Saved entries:
== == ==
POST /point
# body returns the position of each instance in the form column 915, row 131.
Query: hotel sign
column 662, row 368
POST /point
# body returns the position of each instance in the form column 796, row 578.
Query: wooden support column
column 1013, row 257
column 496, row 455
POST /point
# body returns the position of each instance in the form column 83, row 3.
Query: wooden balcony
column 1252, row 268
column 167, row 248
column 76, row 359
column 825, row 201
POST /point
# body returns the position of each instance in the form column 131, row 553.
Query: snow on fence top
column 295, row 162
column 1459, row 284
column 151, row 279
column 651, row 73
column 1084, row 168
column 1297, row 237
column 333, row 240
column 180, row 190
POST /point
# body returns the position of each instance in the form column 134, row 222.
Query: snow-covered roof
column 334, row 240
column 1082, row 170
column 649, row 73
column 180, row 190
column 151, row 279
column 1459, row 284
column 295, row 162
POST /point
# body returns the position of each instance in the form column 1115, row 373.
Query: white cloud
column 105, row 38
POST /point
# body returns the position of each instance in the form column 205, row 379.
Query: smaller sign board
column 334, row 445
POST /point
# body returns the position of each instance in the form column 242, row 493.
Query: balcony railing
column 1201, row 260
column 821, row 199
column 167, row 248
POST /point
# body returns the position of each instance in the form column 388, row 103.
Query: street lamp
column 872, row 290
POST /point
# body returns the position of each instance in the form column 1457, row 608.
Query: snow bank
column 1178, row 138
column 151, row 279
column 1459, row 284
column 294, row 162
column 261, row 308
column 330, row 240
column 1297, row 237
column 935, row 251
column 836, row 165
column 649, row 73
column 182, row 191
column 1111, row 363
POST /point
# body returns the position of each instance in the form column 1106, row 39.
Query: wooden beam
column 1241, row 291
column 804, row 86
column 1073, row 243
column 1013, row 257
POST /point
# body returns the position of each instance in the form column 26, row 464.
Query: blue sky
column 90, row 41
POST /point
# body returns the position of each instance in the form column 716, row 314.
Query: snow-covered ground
== == ==
TASK DETAILS> Only the lines from the first line of the records through the line with "131, row 553." should be reproduced, exactly and with nothing added.

RESPONSE>
POST /point
# body returns the position of each instance in the form column 915, row 131.
Query: hotel sign
column 662, row 368
POST /point
# body returns the position of each instance in the form column 796, row 578.
Query: wooden support column
column 1013, row 257
column 496, row 455
POST /point
# body returns the position of each instance in the form column 83, row 3.
Query: wooden balcony
column 1252, row 268
column 167, row 248
column 76, row 359
column 825, row 201
POST /point
# body returns the position of each instance in the form column 131, row 553.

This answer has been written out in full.